● **MATERIAL SHOWN**
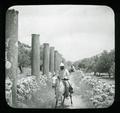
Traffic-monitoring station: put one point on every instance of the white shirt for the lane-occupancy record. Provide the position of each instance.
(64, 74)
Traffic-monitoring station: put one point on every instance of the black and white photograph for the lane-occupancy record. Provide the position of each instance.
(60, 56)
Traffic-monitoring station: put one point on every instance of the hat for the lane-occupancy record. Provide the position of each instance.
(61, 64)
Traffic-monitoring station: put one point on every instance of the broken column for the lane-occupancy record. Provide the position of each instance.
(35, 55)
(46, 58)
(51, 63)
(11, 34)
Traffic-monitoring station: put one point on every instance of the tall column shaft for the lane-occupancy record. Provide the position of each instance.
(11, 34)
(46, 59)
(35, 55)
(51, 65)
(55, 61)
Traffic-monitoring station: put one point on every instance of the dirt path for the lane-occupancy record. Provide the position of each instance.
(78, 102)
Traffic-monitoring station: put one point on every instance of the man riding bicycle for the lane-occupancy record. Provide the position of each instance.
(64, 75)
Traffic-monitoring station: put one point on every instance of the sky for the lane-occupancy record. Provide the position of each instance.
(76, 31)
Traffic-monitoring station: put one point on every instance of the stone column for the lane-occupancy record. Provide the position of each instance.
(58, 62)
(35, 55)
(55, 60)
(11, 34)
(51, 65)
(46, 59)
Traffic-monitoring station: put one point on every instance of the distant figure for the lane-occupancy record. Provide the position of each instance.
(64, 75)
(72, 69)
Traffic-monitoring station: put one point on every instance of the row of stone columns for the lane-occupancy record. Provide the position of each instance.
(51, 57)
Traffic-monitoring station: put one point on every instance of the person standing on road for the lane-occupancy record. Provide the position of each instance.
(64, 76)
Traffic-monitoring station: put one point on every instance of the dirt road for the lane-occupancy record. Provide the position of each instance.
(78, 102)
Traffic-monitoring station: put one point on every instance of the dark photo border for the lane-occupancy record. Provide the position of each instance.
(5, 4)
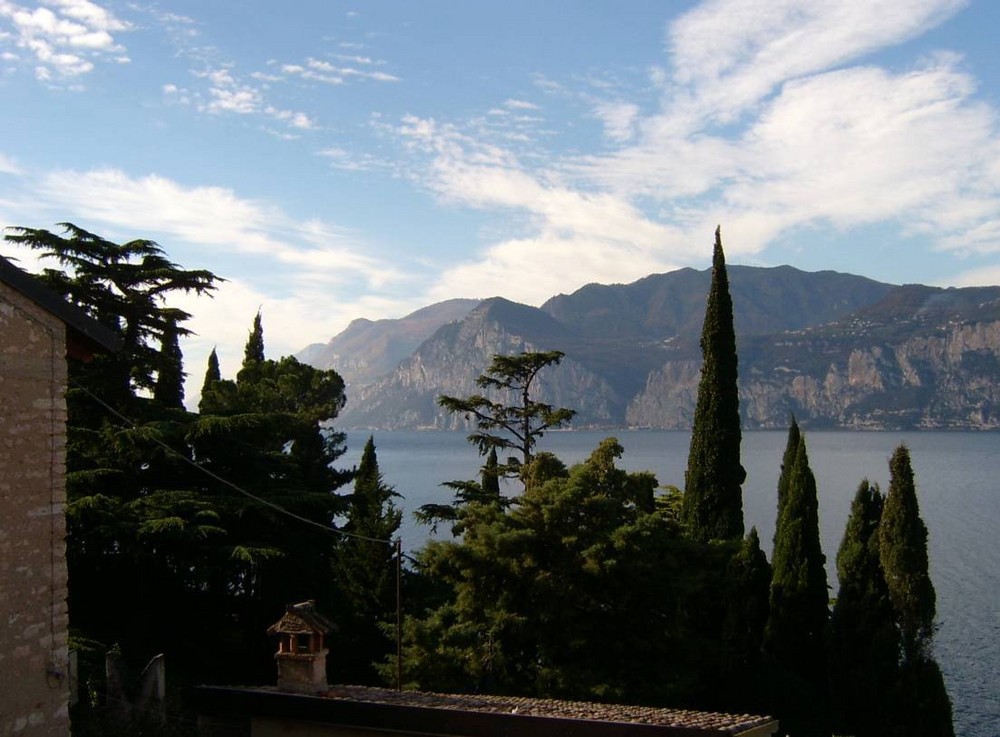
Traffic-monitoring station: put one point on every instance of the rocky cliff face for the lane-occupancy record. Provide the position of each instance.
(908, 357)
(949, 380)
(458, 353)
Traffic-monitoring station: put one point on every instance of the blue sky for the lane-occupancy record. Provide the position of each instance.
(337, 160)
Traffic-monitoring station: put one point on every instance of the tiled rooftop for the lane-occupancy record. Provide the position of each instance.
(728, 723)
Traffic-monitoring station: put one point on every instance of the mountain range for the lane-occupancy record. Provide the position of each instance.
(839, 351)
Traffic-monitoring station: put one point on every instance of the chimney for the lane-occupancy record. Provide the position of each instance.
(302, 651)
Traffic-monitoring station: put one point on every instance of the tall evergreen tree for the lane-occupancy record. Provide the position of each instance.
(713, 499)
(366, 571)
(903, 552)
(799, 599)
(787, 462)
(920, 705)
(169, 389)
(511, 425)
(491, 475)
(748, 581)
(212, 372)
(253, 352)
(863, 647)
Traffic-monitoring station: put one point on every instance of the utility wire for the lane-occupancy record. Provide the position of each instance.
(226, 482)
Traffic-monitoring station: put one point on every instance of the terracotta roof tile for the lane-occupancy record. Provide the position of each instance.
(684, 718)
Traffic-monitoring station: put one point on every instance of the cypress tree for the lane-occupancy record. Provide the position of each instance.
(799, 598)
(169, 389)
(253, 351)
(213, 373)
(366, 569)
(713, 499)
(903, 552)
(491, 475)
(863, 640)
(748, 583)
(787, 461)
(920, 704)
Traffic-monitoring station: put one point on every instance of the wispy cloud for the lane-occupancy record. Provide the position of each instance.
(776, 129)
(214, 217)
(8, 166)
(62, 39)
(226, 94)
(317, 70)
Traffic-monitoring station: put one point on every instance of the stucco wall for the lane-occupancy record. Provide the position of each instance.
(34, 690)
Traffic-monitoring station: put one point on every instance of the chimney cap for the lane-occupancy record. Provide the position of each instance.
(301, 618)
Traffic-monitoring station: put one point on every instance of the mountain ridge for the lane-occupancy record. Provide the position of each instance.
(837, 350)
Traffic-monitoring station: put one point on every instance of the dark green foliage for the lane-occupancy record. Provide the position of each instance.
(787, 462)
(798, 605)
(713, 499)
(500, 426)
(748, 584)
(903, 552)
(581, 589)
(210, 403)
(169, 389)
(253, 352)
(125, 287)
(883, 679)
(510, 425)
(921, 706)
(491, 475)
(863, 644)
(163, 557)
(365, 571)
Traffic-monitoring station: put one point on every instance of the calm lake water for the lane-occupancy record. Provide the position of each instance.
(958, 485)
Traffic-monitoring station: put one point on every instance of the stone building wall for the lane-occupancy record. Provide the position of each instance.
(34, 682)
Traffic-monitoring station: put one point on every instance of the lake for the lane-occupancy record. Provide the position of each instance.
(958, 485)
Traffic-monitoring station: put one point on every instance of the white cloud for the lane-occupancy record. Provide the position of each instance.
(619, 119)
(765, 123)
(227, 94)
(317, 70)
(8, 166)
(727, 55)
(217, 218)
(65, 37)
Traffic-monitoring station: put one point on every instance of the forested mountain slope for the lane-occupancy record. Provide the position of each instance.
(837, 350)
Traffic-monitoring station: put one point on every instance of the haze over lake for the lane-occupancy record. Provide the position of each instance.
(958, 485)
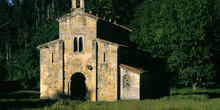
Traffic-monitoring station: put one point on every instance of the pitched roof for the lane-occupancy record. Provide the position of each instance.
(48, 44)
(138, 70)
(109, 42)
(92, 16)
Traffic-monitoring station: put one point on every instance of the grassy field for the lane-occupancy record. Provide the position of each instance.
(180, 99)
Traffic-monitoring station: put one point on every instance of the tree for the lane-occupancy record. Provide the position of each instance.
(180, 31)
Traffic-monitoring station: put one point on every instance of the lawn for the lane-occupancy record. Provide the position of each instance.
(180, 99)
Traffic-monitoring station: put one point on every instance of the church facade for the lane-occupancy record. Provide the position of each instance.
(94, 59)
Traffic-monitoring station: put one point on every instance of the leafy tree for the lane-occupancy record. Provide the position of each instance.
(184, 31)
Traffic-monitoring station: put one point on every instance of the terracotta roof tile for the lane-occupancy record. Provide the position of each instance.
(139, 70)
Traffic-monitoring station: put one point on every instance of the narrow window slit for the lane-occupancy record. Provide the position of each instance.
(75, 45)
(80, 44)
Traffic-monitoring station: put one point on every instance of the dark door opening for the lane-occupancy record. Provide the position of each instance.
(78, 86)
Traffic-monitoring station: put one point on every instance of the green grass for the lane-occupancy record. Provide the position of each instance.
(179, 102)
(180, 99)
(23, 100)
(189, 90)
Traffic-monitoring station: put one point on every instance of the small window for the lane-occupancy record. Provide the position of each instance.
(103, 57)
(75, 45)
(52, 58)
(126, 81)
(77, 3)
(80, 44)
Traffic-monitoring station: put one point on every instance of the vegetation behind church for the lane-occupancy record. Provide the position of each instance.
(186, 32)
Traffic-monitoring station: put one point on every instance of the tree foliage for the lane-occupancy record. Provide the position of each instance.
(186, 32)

---

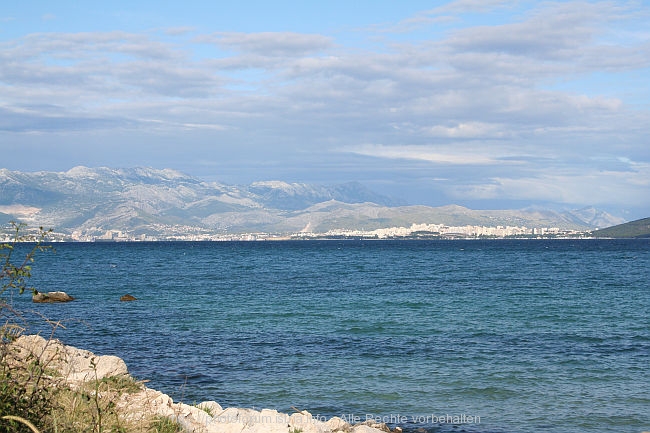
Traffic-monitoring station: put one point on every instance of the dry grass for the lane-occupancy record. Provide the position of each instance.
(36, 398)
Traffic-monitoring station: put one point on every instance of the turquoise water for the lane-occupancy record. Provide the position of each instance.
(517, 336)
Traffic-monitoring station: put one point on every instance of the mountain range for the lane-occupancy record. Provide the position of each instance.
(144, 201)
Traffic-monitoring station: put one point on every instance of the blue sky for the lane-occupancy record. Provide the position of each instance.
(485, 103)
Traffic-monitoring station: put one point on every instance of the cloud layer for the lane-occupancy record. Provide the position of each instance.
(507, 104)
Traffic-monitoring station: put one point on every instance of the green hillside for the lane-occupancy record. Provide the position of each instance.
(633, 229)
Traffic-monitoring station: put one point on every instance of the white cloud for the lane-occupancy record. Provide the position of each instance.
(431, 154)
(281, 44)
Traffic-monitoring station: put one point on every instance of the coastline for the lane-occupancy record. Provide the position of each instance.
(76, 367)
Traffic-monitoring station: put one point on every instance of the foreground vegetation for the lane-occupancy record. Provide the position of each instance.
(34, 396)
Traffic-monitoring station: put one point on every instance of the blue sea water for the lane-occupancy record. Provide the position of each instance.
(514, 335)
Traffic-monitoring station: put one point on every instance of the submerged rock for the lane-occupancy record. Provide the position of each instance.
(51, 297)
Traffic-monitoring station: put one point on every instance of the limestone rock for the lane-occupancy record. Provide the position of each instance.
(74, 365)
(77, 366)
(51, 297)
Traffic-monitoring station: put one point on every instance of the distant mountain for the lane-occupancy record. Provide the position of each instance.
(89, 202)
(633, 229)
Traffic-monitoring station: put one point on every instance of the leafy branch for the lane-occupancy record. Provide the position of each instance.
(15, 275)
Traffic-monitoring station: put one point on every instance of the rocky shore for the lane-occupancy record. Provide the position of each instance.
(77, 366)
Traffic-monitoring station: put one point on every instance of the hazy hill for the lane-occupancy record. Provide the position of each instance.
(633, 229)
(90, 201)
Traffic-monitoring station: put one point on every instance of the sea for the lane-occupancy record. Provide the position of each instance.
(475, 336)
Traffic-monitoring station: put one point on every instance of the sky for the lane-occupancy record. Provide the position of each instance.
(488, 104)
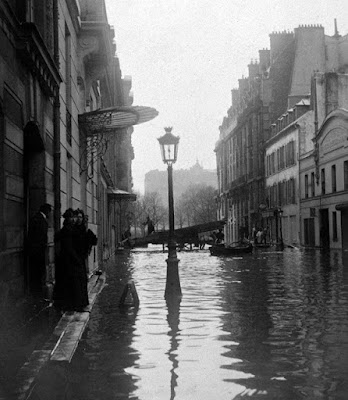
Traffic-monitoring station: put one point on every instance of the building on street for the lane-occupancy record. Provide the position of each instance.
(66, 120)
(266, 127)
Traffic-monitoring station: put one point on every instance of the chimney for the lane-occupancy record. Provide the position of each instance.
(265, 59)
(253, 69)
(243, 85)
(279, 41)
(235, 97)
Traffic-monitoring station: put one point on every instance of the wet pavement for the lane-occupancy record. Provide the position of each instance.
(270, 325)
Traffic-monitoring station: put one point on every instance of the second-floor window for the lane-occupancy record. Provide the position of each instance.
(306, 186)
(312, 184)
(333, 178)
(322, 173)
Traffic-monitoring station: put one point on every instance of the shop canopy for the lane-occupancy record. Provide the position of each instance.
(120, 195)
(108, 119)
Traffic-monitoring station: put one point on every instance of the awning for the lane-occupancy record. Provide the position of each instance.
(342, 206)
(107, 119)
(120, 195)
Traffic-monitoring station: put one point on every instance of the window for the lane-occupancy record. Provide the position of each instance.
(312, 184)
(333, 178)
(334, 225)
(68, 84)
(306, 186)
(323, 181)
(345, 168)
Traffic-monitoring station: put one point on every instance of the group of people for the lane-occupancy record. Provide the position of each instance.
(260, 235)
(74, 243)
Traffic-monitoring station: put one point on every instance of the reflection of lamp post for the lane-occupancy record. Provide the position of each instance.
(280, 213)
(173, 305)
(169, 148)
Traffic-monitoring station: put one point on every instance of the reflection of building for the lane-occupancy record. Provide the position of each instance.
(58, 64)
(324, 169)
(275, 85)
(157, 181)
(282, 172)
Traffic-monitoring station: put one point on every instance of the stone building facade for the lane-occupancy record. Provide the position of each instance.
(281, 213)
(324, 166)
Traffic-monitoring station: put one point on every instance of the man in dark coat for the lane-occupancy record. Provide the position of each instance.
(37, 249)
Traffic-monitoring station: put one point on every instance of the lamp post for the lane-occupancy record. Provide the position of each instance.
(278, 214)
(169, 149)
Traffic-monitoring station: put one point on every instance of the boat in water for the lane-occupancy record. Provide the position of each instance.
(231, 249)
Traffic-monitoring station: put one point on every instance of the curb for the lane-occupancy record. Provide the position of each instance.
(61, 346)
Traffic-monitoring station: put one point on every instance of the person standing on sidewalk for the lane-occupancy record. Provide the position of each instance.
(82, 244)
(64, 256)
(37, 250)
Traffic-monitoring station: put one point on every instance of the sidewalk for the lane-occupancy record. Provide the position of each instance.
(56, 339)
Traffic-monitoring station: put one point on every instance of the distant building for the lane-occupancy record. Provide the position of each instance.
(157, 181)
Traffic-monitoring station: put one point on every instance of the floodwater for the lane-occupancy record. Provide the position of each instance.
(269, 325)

...

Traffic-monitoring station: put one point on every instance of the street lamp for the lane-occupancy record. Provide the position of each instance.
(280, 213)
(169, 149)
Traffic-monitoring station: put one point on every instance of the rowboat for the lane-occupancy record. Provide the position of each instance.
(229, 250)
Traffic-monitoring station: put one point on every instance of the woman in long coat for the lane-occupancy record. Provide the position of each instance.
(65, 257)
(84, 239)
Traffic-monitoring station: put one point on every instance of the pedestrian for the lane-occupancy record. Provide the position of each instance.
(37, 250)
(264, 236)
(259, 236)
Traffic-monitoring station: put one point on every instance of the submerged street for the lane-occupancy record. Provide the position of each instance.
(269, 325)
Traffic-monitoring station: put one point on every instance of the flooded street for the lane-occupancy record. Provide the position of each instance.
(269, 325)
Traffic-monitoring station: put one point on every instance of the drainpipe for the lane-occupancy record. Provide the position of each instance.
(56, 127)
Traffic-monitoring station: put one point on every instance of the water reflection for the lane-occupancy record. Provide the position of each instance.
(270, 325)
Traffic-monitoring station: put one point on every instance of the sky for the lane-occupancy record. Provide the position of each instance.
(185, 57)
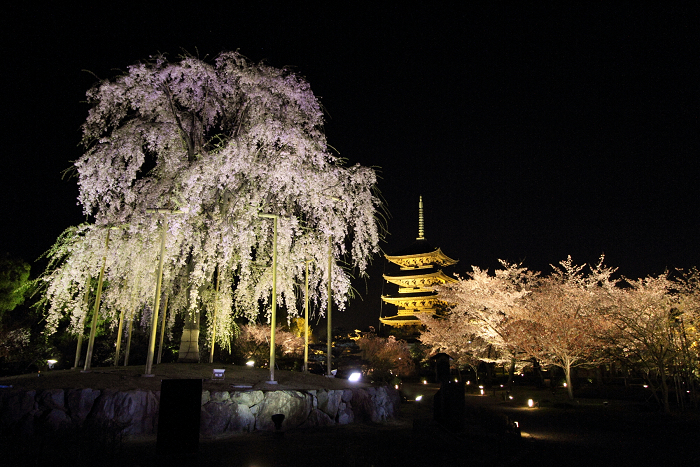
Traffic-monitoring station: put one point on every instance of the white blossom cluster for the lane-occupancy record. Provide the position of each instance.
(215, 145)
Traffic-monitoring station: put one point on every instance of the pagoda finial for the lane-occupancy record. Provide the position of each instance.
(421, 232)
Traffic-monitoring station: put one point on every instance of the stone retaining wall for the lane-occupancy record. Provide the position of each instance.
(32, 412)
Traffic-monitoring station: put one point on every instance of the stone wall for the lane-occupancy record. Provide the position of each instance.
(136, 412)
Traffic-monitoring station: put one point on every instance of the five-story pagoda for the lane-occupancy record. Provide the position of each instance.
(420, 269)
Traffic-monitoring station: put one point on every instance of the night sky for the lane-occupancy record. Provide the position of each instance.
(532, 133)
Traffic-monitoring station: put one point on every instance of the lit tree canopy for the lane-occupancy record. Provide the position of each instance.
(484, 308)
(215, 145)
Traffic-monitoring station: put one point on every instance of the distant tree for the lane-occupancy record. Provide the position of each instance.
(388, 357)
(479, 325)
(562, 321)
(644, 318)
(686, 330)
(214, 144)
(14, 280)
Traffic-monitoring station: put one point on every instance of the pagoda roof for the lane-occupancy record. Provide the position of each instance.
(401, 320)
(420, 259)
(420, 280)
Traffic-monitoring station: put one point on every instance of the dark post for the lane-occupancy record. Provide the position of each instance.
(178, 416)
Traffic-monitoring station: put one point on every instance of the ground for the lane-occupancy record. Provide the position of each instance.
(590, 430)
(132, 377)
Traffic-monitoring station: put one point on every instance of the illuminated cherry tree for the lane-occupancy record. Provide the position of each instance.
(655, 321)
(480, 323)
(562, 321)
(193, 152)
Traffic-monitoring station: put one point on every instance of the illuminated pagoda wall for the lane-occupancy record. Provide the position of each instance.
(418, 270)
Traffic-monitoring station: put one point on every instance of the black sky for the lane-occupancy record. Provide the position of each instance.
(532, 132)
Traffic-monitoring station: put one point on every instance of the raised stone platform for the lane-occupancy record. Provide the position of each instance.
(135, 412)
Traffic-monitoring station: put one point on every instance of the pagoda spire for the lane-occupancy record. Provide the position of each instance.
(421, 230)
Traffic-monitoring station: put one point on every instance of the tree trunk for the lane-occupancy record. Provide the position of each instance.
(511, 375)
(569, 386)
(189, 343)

● **YOUR GOAL**
Find every line in the entries above that contains the word "foliage", and copy each of those lines.

● **RESULT FOR THIS EXERCISE**
Traffic-monitoring station: put one point on every instance of the dark green foliage for the lane-occupancy record. Provide the position of each instance.
Traffic-monitoring station: put one point on every instance of the tree foliage for the lane-occupancy record. Provide the position of each instance.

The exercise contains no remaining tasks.